EXCERPTED TEXT
----------

Thank goodness! I’ll just have to slow down on the clean up. 😉
I have become very closely acquainted with all manner of poop this week! Today’s attack was on the chicken coop. During one of the forty some thaws we had this winter the floor in there got flooded. Then froze … then thawed… repeat. I learned that if I piled on the woodchips the bottom layer(s) would freeze and melt but the top six inches or so stayed dry.
It seemed safe to assume this week that we are done with the freeze part of that cycle. So I dug in. It was an impressive build up! See that perch up there. It is half buried.
Even their laying boxes had a good four inches of woodchips under their straw bedding. Do you think I could convince them to use anything else – not! So build it up we did.
After a few hours of digging – and carrying – I was able to see my way to a cleaned up floor. The hens were not all that keen on walking into the black abyss.
Lily took a run at it … but then slid right across the slick floor on her butt. Not impressed.
Goldie came to her rescue … but then chickened out! (Couldn’t resist that one! ) 😉
About this time I was sweeping up the last bits of old bedding when I realized the floor had taken a good hit. It was still there … just very saggy. I’m thinking the base below has rotted with all the water that ran through and underneath. Ugh! I called out the Meadow Chief Engineer (some people call her Edie) and we took a look.
Our first idea was for me to somehow lever the coop up so she could get a better idea of what happened. Reviewing how securely we had nailed it to the winter run … we let that one go. Walking gingerly Ede figured it would be fine. It only has to hold the weight of chickens … well … and their caretaker and egg collector … The floor is that vinyl board type of thing they make (cheap) garden sheds out of. Someday we’ll have to reinforce it. But we decided it would do for this season.
As I came back to the paddock after running the last load to the compost bin we noticed that there was still some water collecting in the middle of the floor – the lowest point. I had been toying with the idea of putting a ‘drain’ there so that if there was a flood again the water could find a way out. Ede thought that sounded like a good idea and off she went to bring me the drill. I had thoroughly jet washed the nesting boxes and the perch so I worked away drying them off.

----------

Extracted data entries
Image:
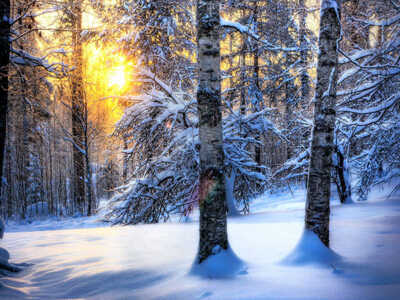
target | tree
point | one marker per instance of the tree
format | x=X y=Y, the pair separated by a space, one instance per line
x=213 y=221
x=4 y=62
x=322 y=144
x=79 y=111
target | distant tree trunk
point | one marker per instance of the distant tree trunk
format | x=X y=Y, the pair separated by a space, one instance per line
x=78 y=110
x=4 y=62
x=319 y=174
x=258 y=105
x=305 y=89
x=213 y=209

----------

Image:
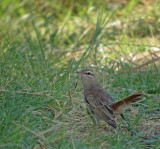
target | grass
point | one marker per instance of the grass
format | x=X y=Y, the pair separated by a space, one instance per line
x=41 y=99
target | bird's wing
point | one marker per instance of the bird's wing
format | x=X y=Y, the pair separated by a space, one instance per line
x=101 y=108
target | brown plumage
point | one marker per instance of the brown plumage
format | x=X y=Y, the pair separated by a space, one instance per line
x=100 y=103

----------

QUESTIONS
1/ Decide whether each statement agrees with the coop-cleaning post above. Answer yes or no, and quote the words from the post that decide it.
(a) The coop floor is made of the vinyl board used for cheap garden sheds.
(b) The laying boxes held about four inches of woodchips under the straw bedding.
(c) Goldie slid across the slick floor on her butt.
2/ Print the passage of the coop-cleaning post from "After a few" to "butt. Not impressed.".
3/ Answer these questions from the coop-cleaning post above.
(a) How much of the top layer of woodchips stayed dry?
(b) What name do some people call the Meadow Chief Engineer?
(c) What did Ede go off to bring?

ANSWERS FOR THIS EXERCISE
1/
(a) Yes: "The floor is that vinyl board type of thing they make (cheap) garden sheds out of."
(b) Yes: "Even their laying boxes had a good four inches of woodchips under their straw bedding."
(c) No: "Lily took a run at it … but then slid right across the slick floor on her butt."

2/
After a few hours of digging – and carrying – I was able to see my way to a cleaned up floor. The hens were not all that keen on walking into the black abyss.
Lily took a run at it … but then slid right across the slick floor on her butt. Not impressed.

3/
(a) The top six inches or so.
(b) Edie.
(c) The drill.